• Stated goal: In the data below, rewrite the lines between the line holding "Please identify the drop" and the line holding "<point>400,108</point>", inclusive, changing "drop ceiling" to "suspended ceiling" and leaving everything else as it is.

Location labeling records:
◆ ◆ ◆ ◆ ◆ ◆ ◆

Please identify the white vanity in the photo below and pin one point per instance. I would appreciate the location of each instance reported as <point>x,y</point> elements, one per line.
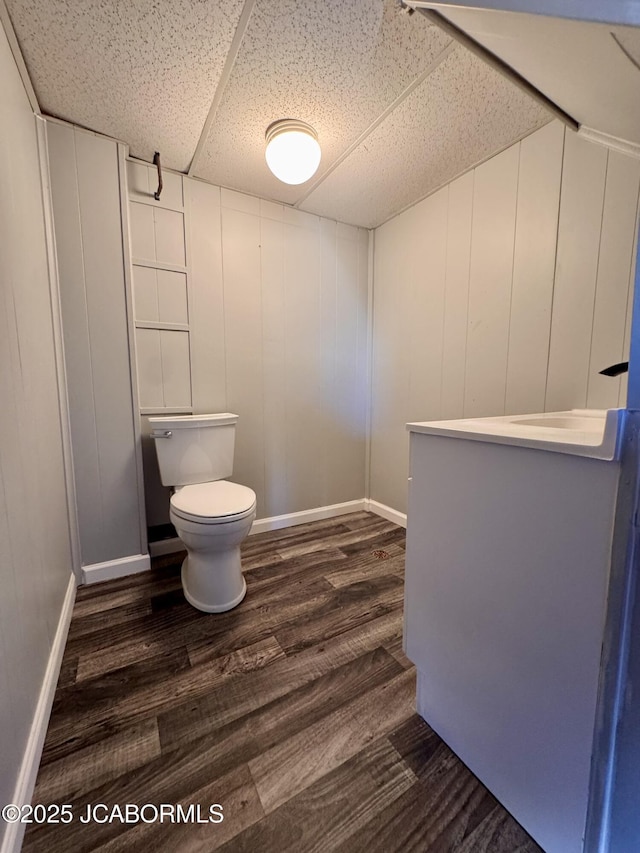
<point>509,537</point>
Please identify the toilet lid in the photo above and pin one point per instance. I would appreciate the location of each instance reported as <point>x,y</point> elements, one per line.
<point>213,501</point>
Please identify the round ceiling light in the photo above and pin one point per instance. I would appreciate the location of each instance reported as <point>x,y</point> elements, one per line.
<point>293,152</point>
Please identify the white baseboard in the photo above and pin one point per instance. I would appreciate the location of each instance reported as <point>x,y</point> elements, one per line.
<point>276,522</point>
<point>166,546</point>
<point>96,572</point>
<point>386,512</point>
<point>23,792</point>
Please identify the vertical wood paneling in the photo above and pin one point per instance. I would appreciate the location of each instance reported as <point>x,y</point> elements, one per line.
<point>169,236</point>
<point>206,297</point>
<point>172,297</point>
<point>581,204</point>
<point>143,239</point>
<point>66,211</point>
<point>613,277</point>
<point>328,413</point>
<point>427,307</point>
<point>243,338</point>
<point>176,369</point>
<point>145,293</point>
<point>528,234</point>
<point>35,553</point>
<point>303,369</point>
<point>492,245</point>
<point>456,307</point>
<point>280,337</point>
<point>391,361</point>
<point>346,404</point>
<point>103,260</point>
<point>622,396</point>
<point>362,389</point>
<point>533,268</point>
<point>274,357</point>
<point>149,364</point>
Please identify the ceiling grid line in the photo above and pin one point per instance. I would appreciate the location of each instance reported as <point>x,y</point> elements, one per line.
<point>384,115</point>
<point>230,61</point>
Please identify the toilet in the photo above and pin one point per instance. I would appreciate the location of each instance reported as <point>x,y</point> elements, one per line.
<point>211,516</point>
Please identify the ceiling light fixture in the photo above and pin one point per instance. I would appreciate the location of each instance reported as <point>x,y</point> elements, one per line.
<point>293,151</point>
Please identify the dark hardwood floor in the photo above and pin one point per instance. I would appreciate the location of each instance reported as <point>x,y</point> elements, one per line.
<point>294,712</point>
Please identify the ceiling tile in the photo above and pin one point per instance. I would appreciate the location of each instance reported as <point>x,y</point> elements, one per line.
<point>461,114</point>
<point>578,65</point>
<point>144,71</point>
<point>336,65</point>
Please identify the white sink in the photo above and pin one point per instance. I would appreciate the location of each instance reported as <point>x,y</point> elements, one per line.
<point>580,432</point>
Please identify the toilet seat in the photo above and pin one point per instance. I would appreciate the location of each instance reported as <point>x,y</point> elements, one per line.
<point>218,502</point>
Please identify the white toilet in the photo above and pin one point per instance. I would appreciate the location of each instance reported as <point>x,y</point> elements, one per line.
<point>211,516</point>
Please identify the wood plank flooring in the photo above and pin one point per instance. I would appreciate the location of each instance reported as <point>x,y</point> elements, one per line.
<point>295,712</point>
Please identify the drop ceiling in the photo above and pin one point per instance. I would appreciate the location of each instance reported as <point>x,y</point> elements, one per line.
<point>590,70</point>
<point>400,108</point>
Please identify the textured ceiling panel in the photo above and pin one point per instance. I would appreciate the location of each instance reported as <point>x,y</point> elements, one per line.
<point>579,66</point>
<point>335,64</point>
<point>144,71</point>
<point>460,115</point>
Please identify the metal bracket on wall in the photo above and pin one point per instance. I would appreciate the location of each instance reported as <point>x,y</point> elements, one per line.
<point>156,163</point>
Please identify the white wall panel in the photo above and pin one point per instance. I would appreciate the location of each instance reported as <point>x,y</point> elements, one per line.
<point>145,293</point>
<point>35,553</point>
<point>88,226</point>
<point>272,237</point>
<point>391,364</point>
<point>176,370</point>
<point>169,236</point>
<point>157,235</point>
<point>581,205</point>
<point>206,317</point>
<point>345,401</point>
<point>243,344</point>
<point>426,326</point>
<point>490,275</point>
<point>533,268</point>
<point>149,363</point>
<point>172,297</point>
<point>613,277</point>
<point>456,307</point>
<point>303,368</point>
<point>143,239</point>
<point>527,236</point>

◆ ◆ ◆ ◆ ◆ ◆ ◆

• Output of the task:
Please identify the suspended ceiling in the photo above and pin one point per instance. I would appreciate the location of each instance reported as <point>x,y</point> elements, one per line.
<point>590,70</point>
<point>400,108</point>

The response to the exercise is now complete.